** begin Provided data **

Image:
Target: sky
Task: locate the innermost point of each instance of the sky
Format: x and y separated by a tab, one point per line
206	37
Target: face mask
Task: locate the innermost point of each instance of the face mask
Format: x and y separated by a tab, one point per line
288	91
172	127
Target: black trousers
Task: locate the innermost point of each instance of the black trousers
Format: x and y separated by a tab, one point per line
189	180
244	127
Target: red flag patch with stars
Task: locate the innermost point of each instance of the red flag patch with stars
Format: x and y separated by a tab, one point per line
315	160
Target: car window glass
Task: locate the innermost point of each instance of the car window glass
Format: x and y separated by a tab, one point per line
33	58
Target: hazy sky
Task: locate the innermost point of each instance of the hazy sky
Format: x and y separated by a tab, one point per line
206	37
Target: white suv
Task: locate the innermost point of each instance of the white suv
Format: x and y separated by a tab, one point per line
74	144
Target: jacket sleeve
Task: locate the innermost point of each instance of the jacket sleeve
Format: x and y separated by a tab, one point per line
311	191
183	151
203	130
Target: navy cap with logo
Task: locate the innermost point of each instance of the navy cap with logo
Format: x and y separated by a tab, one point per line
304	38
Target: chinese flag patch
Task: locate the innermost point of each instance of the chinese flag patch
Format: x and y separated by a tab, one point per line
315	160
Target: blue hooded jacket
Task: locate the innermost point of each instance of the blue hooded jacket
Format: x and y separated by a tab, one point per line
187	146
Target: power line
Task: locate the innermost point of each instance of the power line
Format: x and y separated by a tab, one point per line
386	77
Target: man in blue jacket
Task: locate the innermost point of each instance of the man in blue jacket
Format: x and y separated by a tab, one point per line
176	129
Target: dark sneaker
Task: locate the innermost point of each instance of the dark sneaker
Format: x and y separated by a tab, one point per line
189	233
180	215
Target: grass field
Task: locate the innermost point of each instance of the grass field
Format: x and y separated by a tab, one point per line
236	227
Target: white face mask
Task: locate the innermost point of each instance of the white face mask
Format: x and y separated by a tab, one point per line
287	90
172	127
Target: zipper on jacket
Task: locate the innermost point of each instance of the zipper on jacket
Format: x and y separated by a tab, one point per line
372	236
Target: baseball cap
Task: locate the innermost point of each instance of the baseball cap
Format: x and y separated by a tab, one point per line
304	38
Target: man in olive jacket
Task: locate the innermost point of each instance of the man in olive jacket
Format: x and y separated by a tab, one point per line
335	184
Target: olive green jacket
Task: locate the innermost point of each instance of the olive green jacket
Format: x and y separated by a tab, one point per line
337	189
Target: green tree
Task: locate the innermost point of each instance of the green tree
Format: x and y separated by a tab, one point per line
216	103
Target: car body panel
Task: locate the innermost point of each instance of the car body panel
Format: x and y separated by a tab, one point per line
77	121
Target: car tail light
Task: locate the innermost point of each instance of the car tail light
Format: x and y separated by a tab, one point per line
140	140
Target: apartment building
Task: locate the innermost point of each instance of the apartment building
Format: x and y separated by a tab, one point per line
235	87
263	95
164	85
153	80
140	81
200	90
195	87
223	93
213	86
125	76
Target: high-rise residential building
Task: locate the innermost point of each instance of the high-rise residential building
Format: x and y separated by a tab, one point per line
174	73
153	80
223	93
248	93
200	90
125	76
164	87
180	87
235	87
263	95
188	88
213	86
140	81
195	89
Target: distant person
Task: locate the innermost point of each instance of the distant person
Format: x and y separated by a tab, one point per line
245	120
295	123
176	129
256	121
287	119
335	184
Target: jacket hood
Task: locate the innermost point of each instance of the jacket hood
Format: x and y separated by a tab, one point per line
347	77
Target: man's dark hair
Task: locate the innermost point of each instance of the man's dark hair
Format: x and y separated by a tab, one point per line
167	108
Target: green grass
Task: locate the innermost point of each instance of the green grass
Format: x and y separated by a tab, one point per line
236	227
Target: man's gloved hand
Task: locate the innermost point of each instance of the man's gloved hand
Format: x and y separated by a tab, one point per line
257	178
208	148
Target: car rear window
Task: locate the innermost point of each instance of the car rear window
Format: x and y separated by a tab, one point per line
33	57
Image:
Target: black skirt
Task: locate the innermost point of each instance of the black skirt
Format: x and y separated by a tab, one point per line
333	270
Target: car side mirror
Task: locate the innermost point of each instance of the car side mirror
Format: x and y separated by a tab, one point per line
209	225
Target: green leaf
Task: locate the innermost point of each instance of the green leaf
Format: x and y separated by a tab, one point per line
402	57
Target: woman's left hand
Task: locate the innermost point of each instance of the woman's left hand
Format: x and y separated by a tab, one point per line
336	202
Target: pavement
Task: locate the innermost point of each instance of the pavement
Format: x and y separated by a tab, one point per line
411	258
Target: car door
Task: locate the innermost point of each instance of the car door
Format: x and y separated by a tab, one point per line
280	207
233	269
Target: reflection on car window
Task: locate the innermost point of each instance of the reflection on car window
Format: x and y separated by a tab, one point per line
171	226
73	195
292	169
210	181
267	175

** end Provided data **
** begin Provided data **

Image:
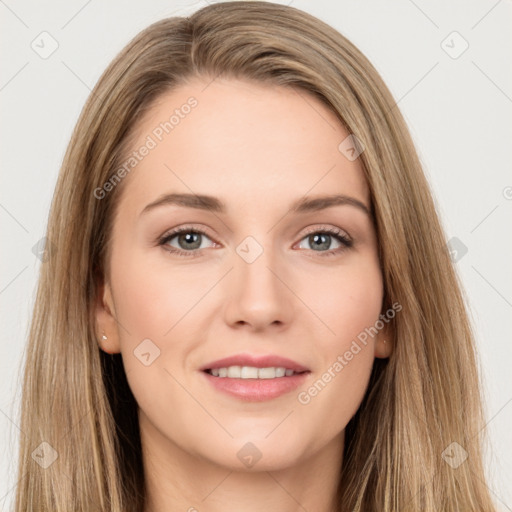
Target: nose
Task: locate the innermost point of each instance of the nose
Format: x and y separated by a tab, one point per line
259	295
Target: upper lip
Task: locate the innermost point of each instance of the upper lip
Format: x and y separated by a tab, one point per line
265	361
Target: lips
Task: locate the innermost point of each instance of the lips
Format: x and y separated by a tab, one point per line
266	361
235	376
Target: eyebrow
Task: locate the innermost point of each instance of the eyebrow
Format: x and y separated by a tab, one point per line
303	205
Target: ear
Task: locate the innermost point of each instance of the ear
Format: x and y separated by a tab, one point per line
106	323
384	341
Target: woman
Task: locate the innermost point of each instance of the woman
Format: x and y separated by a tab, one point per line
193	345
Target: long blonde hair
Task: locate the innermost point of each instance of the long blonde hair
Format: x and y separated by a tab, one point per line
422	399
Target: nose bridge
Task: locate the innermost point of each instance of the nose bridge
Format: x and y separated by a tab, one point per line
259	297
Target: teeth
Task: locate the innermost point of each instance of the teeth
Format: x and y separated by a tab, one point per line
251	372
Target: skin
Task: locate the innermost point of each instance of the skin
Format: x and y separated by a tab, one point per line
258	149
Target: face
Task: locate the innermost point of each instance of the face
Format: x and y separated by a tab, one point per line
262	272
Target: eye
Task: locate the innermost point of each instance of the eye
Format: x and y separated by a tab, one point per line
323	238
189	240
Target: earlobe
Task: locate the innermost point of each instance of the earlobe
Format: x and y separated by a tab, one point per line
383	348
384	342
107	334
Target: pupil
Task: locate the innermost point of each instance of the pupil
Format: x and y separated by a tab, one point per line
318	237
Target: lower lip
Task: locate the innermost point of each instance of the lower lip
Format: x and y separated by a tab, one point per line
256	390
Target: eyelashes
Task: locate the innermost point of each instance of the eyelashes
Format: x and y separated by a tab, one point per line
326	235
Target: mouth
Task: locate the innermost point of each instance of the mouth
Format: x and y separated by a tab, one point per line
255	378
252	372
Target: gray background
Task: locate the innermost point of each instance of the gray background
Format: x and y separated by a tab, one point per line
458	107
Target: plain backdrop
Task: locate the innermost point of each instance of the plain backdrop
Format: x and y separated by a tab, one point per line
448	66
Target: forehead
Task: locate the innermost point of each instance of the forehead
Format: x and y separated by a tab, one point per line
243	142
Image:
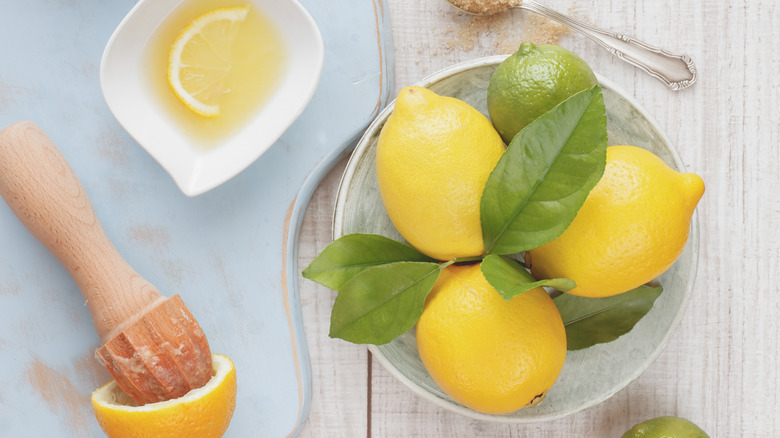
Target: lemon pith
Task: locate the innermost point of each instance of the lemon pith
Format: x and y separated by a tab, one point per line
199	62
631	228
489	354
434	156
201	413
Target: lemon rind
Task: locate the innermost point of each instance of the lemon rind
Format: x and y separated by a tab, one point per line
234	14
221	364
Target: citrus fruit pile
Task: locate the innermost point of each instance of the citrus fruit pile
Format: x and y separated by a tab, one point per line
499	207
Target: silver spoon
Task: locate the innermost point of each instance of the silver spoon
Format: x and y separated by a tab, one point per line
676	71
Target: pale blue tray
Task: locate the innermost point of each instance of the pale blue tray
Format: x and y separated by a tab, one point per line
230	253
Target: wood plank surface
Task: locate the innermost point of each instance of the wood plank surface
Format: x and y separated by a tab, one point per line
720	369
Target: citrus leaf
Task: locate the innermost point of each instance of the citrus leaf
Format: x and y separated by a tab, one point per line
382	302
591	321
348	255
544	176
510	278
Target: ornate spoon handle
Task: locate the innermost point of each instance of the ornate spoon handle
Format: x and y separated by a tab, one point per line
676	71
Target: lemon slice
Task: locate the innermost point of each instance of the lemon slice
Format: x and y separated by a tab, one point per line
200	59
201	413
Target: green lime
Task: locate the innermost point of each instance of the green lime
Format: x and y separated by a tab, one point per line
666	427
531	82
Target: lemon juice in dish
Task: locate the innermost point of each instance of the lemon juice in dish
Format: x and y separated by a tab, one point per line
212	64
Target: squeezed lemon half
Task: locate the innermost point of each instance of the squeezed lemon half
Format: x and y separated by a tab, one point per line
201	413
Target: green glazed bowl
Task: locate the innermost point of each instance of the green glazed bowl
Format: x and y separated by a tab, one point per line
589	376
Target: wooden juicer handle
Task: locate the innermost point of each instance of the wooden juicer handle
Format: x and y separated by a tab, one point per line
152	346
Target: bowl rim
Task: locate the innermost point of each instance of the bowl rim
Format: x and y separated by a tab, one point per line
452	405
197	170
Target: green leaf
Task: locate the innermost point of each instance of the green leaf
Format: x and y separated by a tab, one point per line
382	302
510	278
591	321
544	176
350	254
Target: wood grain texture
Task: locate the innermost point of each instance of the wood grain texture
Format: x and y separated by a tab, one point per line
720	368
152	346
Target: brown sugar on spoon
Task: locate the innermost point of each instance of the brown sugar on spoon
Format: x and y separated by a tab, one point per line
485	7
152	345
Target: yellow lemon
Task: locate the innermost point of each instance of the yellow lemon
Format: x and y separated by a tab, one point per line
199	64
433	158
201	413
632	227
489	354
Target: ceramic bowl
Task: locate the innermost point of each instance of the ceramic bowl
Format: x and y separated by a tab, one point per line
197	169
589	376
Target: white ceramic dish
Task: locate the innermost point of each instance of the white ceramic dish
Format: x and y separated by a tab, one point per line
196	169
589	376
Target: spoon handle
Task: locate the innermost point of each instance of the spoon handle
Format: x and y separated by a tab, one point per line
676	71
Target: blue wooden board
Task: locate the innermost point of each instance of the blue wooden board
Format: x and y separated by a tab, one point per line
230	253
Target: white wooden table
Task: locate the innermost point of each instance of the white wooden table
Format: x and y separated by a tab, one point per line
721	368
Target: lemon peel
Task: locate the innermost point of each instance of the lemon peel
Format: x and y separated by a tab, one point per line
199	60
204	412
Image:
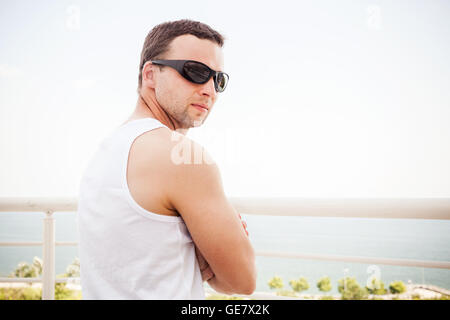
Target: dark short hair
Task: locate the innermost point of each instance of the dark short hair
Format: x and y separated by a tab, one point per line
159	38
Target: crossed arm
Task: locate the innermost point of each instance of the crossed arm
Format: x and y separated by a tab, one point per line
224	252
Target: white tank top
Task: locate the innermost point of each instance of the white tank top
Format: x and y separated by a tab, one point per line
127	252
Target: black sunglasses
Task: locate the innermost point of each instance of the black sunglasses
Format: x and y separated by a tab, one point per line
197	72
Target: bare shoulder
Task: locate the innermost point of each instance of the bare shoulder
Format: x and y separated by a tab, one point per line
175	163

** end Provided data **

Return every line of the data above that contains the string "teeth".

### Final result:
Target: teeth
Task: locate the innermost point of each instance of the teeth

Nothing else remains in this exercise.